### Exercise objective
Leave every picture out and give back the lines below from the first through the line that holds "box: [256, 147, 275, 165]", exactly as written.

### Data extracts
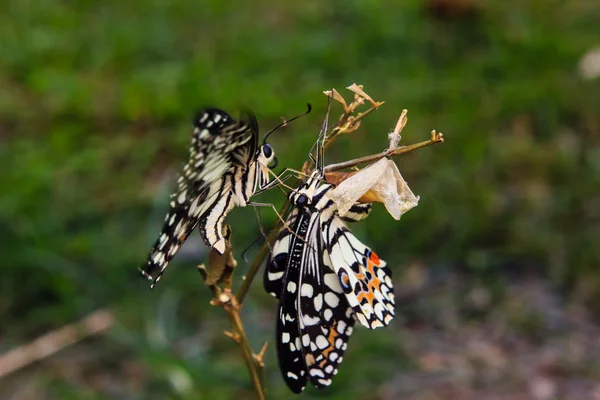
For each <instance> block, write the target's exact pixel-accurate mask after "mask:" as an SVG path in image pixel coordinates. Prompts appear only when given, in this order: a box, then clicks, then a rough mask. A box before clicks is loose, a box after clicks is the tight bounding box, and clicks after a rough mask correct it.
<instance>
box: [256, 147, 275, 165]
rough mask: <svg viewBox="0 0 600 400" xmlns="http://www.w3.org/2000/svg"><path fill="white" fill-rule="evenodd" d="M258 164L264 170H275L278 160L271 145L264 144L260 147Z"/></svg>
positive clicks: (258, 152)
mask: <svg viewBox="0 0 600 400" xmlns="http://www.w3.org/2000/svg"><path fill="white" fill-rule="evenodd" d="M258 162H259V163H260V165H261V166H262V167H264V168H269V169H273V168H275V167H276V166H277V163H278V160H277V157H276V156H275V151H274V150H273V147H272V146H271V145H270V144H268V143H264V144H263V145H262V146H260V148H259V149H258Z"/></svg>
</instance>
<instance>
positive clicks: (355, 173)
mask: <svg viewBox="0 0 600 400" xmlns="http://www.w3.org/2000/svg"><path fill="white" fill-rule="evenodd" d="M325 179H326V180H327V182H329V183H333V184H337V187H336V188H335V189H333V190H331V191H330V192H329V193H327V196H328V197H329V198H330V199H331V200H333V201H334V202H335V203H336V204H337V207H338V210H339V215H340V216H342V217H343V216H344V215H345V214H346V213H347V212H348V210H350V208H351V207H352V206H353V205H354V203H356V202H357V201H359V202H363V203H383V204H384V205H385V208H386V209H387V210H388V212H389V213H390V215H391V216H392V217H394V219H396V220H399V219H400V217H401V216H402V214H404V213H406V212H407V211H408V210H410V209H411V208H414V207H416V206H417V204H418V203H419V196H415V195H414V194H413V192H412V191H411V190H410V188H409V187H408V184H407V183H406V181H405V180H404V178H402V175H401V174H400V171H399V170H398V167H397V166H396V164H395V163H394V162H393V161H392V160H390V159H387V158H382V159H381V160H379V161H377V162H376V163H373V164H371V165H369V166H368V167H366V168H363V169H361V170H360V171H357V172H330V173H326V174H325Z"/></svg>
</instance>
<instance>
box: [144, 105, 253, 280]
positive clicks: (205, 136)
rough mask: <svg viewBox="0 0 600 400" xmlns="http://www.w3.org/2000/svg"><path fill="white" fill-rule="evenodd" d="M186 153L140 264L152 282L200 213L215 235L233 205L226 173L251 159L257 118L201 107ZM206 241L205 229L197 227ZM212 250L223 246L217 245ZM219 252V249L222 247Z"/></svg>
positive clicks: (162, 268)
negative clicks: (169, 208)
mask: <svg viewBox="0 0 600 400" xmlns="http://www.w3.org/2000/svg"><path fill="white" fill-rule="evenodd" d="M194 125H195V127H194V134H193V138H192V144H191V146H190V159H189V161H188V163H187V164H186V165H185V167H184V169H183V174H182V175H181V176H180V177H179V180H178V188H177V191H176V192H175V193H174V194H173V195H171V203H170V209H169V212H168V214H167V216H166V218H165V222H164V224H163V227H162V230H161V233H160V235H159V237H158V239H157V240H156V242H155V244H154V246H153V247H152V250H151V251H150V254H149V256H148V260H147V262H146V265H145V266H144V267H142V268H141V269H140V270H141V272H142V274H143V275H144V276H146V277H147V278H148V279H150V280H152V281H153V282H152V286H151V287H154V286H155V285H156V283H157V282H158V280H159V279H160V277H161V276H162V274H163V272H164V270H165V269H166V268H167V266H168V264H169V262H170V261H171V259H172V258H173V257H174V256H175V254H176V253H177V251H178V250H179V248H180V247H181V245H182V244H183V242H184V241H185V240H186V239H187V237H188V236H189V235H190V233H191V232H192V231H193V230H194V228H195V227H196V226H198V224H199V223H200V222H201V221H202V220H203V218H204V217H205V215H204V214H205V213H206V212H207V211H213V213H212V214H211V215H208V216H206V218H204V222H206V223H209V224H210V229H212V228H214V229H213V230H211V231H210V232H209V233H210V234H213V233H214V236H215V237H216V238H217V240H216V241H218V237H219V235H221V225H222V221H223V219H224V218H225V215H226V214H227V212H228V211H229V210H230V209H231V208H232V207H233V201H232V199H231V198H229V199H228V200H227V199H225V200H223V196H228V195H229V193H230V192H231V189H232V187H231V182H230V180H229V179H228V177H229V175H231V174H233V172H234V171H233V169H234V168H239V165H240V164H243V163H244V162H246V163H247V162H250V159H251V157H252V155H253V154H254V151H255V149H256V142H257V135H258V133H257V126H256V120H255V119H253V118H250V120H249V121H247V122H236V121H234V120H233V119H232V118H231V117H230V116H229V115H228V114H227V113H225V112H224V111H222V110H219V109H214V108H211V109H205V110H203V111H202V112H201V113H199V115H198V116H197V118H196V120H195V124H194ZM201 228H202V231H203V236H204V239H205V241H207V238H208V236H209V235H208V234H207V233H205V231H206V229H205V228H204V227H201ZM216 250H221V249H219V248H217V249H216ZM221 252H222V250H221Z"/></svg>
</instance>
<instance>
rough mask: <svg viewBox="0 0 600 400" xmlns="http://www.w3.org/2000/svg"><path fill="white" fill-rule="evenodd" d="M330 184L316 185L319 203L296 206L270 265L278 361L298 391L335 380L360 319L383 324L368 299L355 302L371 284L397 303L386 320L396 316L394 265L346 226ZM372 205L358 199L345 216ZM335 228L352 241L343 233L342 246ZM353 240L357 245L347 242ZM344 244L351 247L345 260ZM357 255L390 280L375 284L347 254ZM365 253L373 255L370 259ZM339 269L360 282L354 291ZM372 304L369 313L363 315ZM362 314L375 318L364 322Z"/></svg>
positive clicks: (385, 315) (370, 254) (292, 212)
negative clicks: (355, 270)
mask: <svg viewBox="0 0 600 400" xmlns="http://www.w3.org/2000/svg"><path fill="white" fill-rule="evenodd" d="M329 188H330V186H329V185H321V186H319V187H318V188H316V190H315V191H314V192H312V193H313V195H312V199H311V200H312V202H311V204H312V206H307V207H301V206H296V208H294V210H293V212H292V213H291V214H290V216H289V217H288V219H287V224H286V225H287V226H286V227H284V228H283V229H282V230H281V232H280V234H279V237H278V239H277V241H276V242H275V244H274V247H273V249H272V250H273V251H272V254H271V256H270V257H269V259H268V261H267V268H266V269H265V277H264V286H265V289H266V291H267V292H268V293H270V294H271V295H272V296H274V297H276V298H278V299H279V308H278V321H277V328H276V339H277V353H278V358H279V366H280V369H281V372H282V374H283V378H284V380H285V382H286V384H287V385H288V387H289V388H290V389H291V390H292V391H293V392H295V393H300V392H301V391H302V390H304V388H305V386H306V382H307V381H308V380H310V382H311V383H312V384H313V385H314V386H315V387H317V388H321V387H325V386H328V385H330V384H331V381H332V378H333V377H334V376H335V375H336V374H337V372H338V366H339V364H340V363H341V362H342V360H343V354H344V352H345V351H346V349H347V346H348V340H349V338H350V335H351V334H352V330H353V327H354V323H355V320H358V321H360V322H361V323H362V324H363V325H366V326H367V327H369V328H375V327H376V326H379V325H378V324H377V323H376V322H373V321H376V319H374V317H372V315H375V316H376V317H378V315H376V313H375V312H372V311H369V309H368V307H367V305H364V304H363V307H362V308H361V307H356V306H355V305H354V304H353V303H357V302H358V304H359V305H360V304H362V303H360V302H361V301H363V299H364V298H365V297H366V294H365V293H366V292H367V289H368V290H369V291H372V292H373V293H375V294H374V296H375V298H376V299H378V301H379V298H380V297H383V298H385V299H386V300H385V302H384V301H383V300H381V302H382V304H391V313H390V308H387V307H386V313H385V315H383V314H382V315H381V317H382V319H383V320H384V321H385V325H387V323H389V321H390V320H391V318H392V317H393V295H392V290H391V288H392V286H391V280H390V278H389V275H388V276H384V275H385V274H389V269H387V268H386V267H385V262H384V261H382V260H379V259H378V258H376V255H375V253H373V252H372V251H371V250H370V249H368V248H367V247H366V246H365V245H363V244H362V243H361V242H359V241H358V239H356V237H354V235H352V234H351V233H350V232H349V231H348V229H347V228H346V227H345V226H344V224H343V221H342V219H341V218H340V217H339V216H338V215H337V213H336V209H335V204H334V203H333V202H332V201H331V200H329V199H328V198H327V197H326V196H325V194H326V192H327V191H328V190H329ZM291 198H292V196H291ZM292 201H293V200H292ZM370 211H371V205H370V204H356V205H354V206H353V207H352V208H351V209H350V211H349V212H348V214H347V215H346V216H345V219H346V220H348V221H359V220H361V219H364V218H366V216H368V214H369V212H370ZM333 231H335V232H339V231H341V232H343V235H344V237H345V238H346V237H347V238H348V239H347V240H348V242H346V241H344V242H343V243H344V245H343V246H342V245H340V244H339V243H338V242H339V240H338V242H336V243H333V244H332V243H330V242H329V240H330V235H329V232H333ZM348 243H349V244H350V245H351V246H354V247H351V248H348ZM331 251H333V252H331ZM340 252H348V253H349V255H348V256H347V257H346V258H342V259H341V260H340V254H339V253H340ZM356 254H363V255H364V256H362V257H358V256H357V255H356ZM371 254H372V255H371ZM352 257H354V259H357V260H358V261H357V263H358V262H361V263H362V264H361V265H366V266H367V267H366V268H371V270H372V271H373V272H374V273H375V274H376V275H375V276H379V277H381V278H382V279H384V280H385V282H386V283H385V284H384V285H378V286H377V287H372V288H371V286H373V285H371V286H369V284H370V283H371V281H372V280H373V276H371V275H370V273H369V274H368V273H367V272H369V271H360V270H359V273H356V272H355V271H354V270H353V269H352V268H353V267H354V268H355V269H356V265H355V264H356V263H354V262H353V263H348V262H347V259H348V260H350V259H352ZM366 257H370V258H368V260H367V258H366ZM369 260H370V262H369ZM336 264H337V265H336ZM339 271H347V274H348V275H350V274H352V275H353V279H354V280H356V281H360V282H361V283H359V285H358V286H355V287H352V289H353V290H352V293H350V292H349V291H348V290H347V289H346V287H345V286H344V283H346V286H347V283H348V282H347V281H342V280H341V279H340V276H343V275H342V274H340V272H339ZM360 272H363V273H362V275H361V274H360ZM377 274H378V275H377ZM386 278H387V279H386ZM363 282H364V283H363ZM365 287H366V288H365ZM354 290H357V291H358V293H354ZM380 290H382V291H383V292H380ZM390 296H391V297H390ZM390 298H391V301H390V300H389V299H390ZM376 304H378V303H373V305H372V307H376V309H377V310H378V311H379V308H380V306H377V305H376ZM365 310H367V312H370V313H369V318H366V316H365V315H364V311H365ZM390 315H391V316H390ZM388 316H390V317H389V318H387V317H388ZM363 320H366V321H368V322H369V321H371V322H372V323H370V324H364V323H363ZM382 325H383V324H382Z"/></svg>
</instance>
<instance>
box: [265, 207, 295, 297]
mask: <svg viewBox="0 0 600 400" xmlns="http://www.w3.org/2000/svg"><path fill="white" fill-rule="evenodd" d="M298 221H299V219H298V209H297V208H294V209H293V210H292V212H291V214H290V216H289V217H288V218H287V220H286V227H283V228H282V229H281V231H280V232H279V236H278V237H277V240H276V241H275V243H274V244H273V248H272V249H271V253H270V254H269V258H268V259H267V265H266V267H265V274H264V280H263V286H264V288H265V291H266V292H267V293H269V294H270V295H271V296H273V297H275V298H279V297H280V295H281V291H282V290H283V275H284V273H285V270H286V268H287V264H288V259H289V251H290V250H289V249H290V245H291V240H292V238H293V237H294V235H295V234H296V233H295V232H296V229H297V225H298Z"/></svg>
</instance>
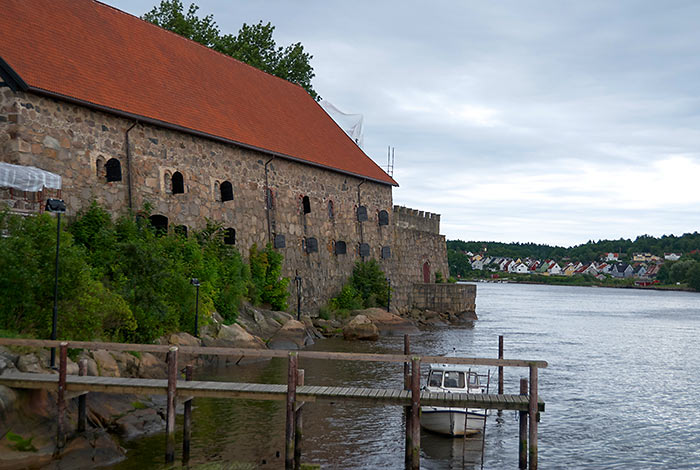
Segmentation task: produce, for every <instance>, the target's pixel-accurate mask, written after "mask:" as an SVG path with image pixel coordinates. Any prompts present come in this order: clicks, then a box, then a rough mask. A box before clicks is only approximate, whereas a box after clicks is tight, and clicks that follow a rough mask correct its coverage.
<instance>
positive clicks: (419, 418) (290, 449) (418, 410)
mask: <svg viewBox="0 0 700 470" xmlns="http://www.w3.org/2000/svg"><path fill="white" fill-rule="evenodd" d="M501 344H502V343H501ZM0 345H5V346H30V347H37V348H55V347H58V348H59V358H60V361H59V369H58V376H56V375H55V374H26V373H24V374H23V373H9V374H8V373H6V374H3V375H0V384H4V385H7V386H10V387H15V388H29V389H32V388H33V389H47V390H57V392H58V398H57V400H58V402H57V405H58V406H57V409H58V416H57V419H58V435H57V447H59V448H60V447H61V446H62V445H64V444H65V436H66V427H65V408H66V406H65V400H66V392H67V391H71V392H76V393H77V395H79V396H83V399H82V400H81V404H82V406H83V407H84V395H85V394H86V393H88V392H91V391H93V392H94V391H100V392H107V393H135V394H145V395H151V394H165V395H167V413H166V461H168V462H172V461H173V460H174V455H175V441H174V439H175V438H174V429H175V402H176V398H177V397H178V396H179V397H183V398H185V399H186V403H188V402H189V404H190V406H186V407H185V411H186V412H189V411H190V410H191V401H189V400H191V399H192V398H193V397H224V398H245V399H254V400H286V401H287V415H286V416H287V418H286V419H287V424H286V436H285V437H286V455H285V468H286V469H290V470H291V469H294V468H300V455H301V443H300V437H301V436H300V434H301V432H300V429H301V428H300V421H301V420H300V416H301V413H300V409H299V408H300V406H301V404H303V403H304V402H311V401H315V400H317V399H333V400H336V401H338V400H364V401H371V402H375V403H376V402H382V403H385V404H395V405H401V406H405V407H408V408H410V413H408V414H407V416H408V417H409V419H407V423H406V453H405V454H406V462H405V465H406V468H407V469H409V468H410V469H419V468H420V406H421V404H423V405H436V406H453V407H461V408H484V409H496V410H504V409H510V410H518V411H520V412H521V413H520V416H521V428H520V429H521V434H520V441H519V445H520V448H521V449H522V443H523V439H524V438H525V439H527V437H529V439H528V440H529V446H528V447H529V449H528V450H529V459H528V460H529V462H528V463H529V468H530V469H536V468H537V423H538V421H539V419H538V414H539V412H540V411H544V402H543V401H542V400H540V399H539V397H538V369H540V368H545V367H547V362H545V361H537V360H522V359H494V358H468V357H447V356H419V355H415V354H368V353H340V352H322V351H303V350H302V351H286V350H267V349H243V348H222V347H201V346H173V345H157V344H129V343H103V342H94V341H53V340H32V339H9V338H0ZM69 348H70V349H88V350H98V349H103V350H109V351H133V352H150V353H162V354H166V357H167V363H168V364H167V365H168V379H167V380H158V379H139V378H122V377H88V376H86V375H79V376H70V377H68V376H67V374H66V365H67V351H68V349H69ZM404 351H405V352H407V353H408V352H409V341H408V337H405V339H404ZM178 354H186V355H192V356H204V355H209V356H212V355H213V356H233V357H240V358H244V357H245V358H286V359H287V360H288V374H287V376H288V380H287V384H286V385H281V384H280V385H276V384H249V383H246V384H240V383H231V382H202V381H194V380H191V377H192V371H191V368H190V370H189V371H188V373H187V380H185V381H178V370H179V369H178ZM499 356H500V357H502V353H500V352H499ZM299 359H319V360H340V361H364V362H395V363H403V364H404V389H403V390H399V389H396V390H387V389H366V388H358V387H320V386H311V385H304V382H303V370H299V369H298V360H299ZM239 360H240V359H239ZM421 363H425V364H436V363H437V364H462V365H475V366H493V367H499V372H500V370H501V369H500V368H502V367H518V368H528V369H529V372H530V374H529V376H530V380H529V393H528V394H527V395H520V394H514V395H505V394H502V393H501V394H497V395H495V394H494V395H490V394H468V393H434V392H427V391H425V390H424V391H421V390H420V366H421ZM408 364H410V373H409V367H407V365H408ZM84 370H85V369H84V364H83V366H82V367H81V371H83V373H84ZM499 375H500V376H501V379H502V373H500V374H499ZM521 387H522V385H521ZM499 388H500V387H499ZM499 391H501V390H499ZM186 414H188V415H189V413H186ZM188 415H186V416H185V420H184V421H185V423H187V428H188V429H186V430H185V431H186V432H185V433H184V434H185V435H184V437H183V449H186V450H185V452H183V456H185V455H186V456H187V458H189V427H190V423H191V416H188ZM524 418H527V419H528V431H529V432H528V436H527V437H524V436H523V434H522V429H523V423H522V420H523V419H524ZM84 419H85V413H84V410H83V412H82V413H81V414H80V416H79V422H78V429H85V423H83V422H81V421H80V420H84ZM520 465H521V468H524V467H523V466H522V465H523V456H522V454H521V455H520Z"/></svg>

### Written reply
For each <instance> block, write the target's exact pixel-accurate mask after "mask:" as an SVG path in image pixel coordinates. Prompts appear only when given, in this order: a box, then clicks, then a rough mask. A box before clicks is loose, a box after clicks is the tight bounding box, and clicks after a rough mask correct it.
<instance>
box: [256, 147, 275, 165]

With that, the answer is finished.